··· FRAGMENT ARTYKUŁU

13-0 Golden State Warriors! Mistrzowie NBA znów pokonali LA Clippers!

East News
East News

To znów się wydarzyło! Los Angeles Clippers zmarnowali okazję, by pokonać Golden State Warriors. Mistrzowie NBA odrobili 23 punkty straty i triumfowali w Hollywood 124:117!

Sacramento Kings w czwartek musieli radzić sobie bez DeMarcusa Cousinsa i pomimo dużych starań innych zawodników, przegrali w Miami 109:116. Absencja lidera Kalifornijczyków, to efekt zawieszenia przez ligę. 25-latek w poprzednim spotkaniu uderzył zawodnika Atlanta Hawks, Ala Horforda. Kings bez Cousinsa przegrali w tym sezonie wszystkie pięć meczów.

Podopieczni George'a Karla trafili ponad połowę rzutów z gry (43/84), ale popełnili także 18 strat. Tylko siedem piłek zgubili gospodarze z Florydy. - Pod względem defensywy, nie był to nasz najlepszy występ, ale prezentowaliśmy się dobrze w ataku. Pracujemy nad pewnymi elementami w ofensywie - przyznał szkoleniowiec Miami Heat, Erik Spoelstra.

Trzykrotni mistrzowie NBA wygrali siódme spotkanie w kampanii 2015/2016, a czwarte spośród pięciu ostatnio rozegranych. Dwyane Wade zdobył 24 punkty, a 23 oczka i 11 zbiórek dodał Chris Bosh. W odniesieniu zwycięstwa znacząco pomógł także rezerwowy rozgrywający, Tyler Johnson.

Mało brakowało, a Rajon Rondo zapisałby na swoim koncie czwarte triple-double w pięciu ostatnich meczach! - Myślę, że jego gra działa na wszystkich pozytywnie i zachęcająco. On wznosi chłopaków na wyższy poziom. Sprawia, że wszystko może się zdarzyć - komplementował postawę Rondo trener Sacramento Kings, George Karl. Absolwent uczelni Kentucky miał 14 punktów, dziewięć zbiórek i rekordowe dla siebie w tym sezonie 18 asyst!

Zmotywowani Cleveland Cavaliers tym razem nie mieli problemów, by pokonać Miwaukee Bucks. Liderzy Konferencji Wschodniej zrewanżowali się Kozłom za porażkę sprzed kilku dni. Do rozstrzygnięcia spotkania w Wisconsin potrzebne były wówczas dwie dogrywki.

Drużyna prowadzona przez Davida Blatta triumfowała na własnym parkiecie 115:100 i obecnie legitymuje się bilansem 9-3.- Właśnie tak trzeba grać. Nie możemy mieć wymówek i na nic narzekać - przyznał LeBron James, który zaaplikował rywalom 27 punkty. Skrzydłowy uzbierał także dziewięć zbiórek i sześć asyst. Bucks na nic zdała się świetna dyspozycja Giannisa Antetokounmpo. Grek uzbierał aż 33 punkty, trafiając 12 na 15 oddanych rzutów z gry i wszystkie osiem prób osobistych.

······
··· DANE

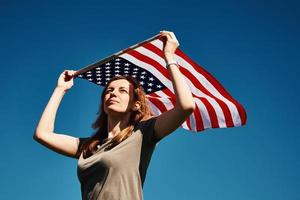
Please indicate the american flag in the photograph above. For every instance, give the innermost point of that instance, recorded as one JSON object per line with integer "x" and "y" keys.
{"x": 215, "y": 107}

······

» **ZADANIE**
Odpowiedz na podstawie artykułu o meczach NBA:
(a) Z jakim wynikiem Sacramento Kings przegrali w Miami?
(b) Ile asyst zanotował Rajon Rondo?
(c) Ile punktów zdobył Giannis Antetokounmpo?
Zestawienie to odrębny materiał, niezwiązany z artykułem.

» **OCZEKIWANA ODPOWIEDŹ**
(a) 109:116
(b) 18
(c) 33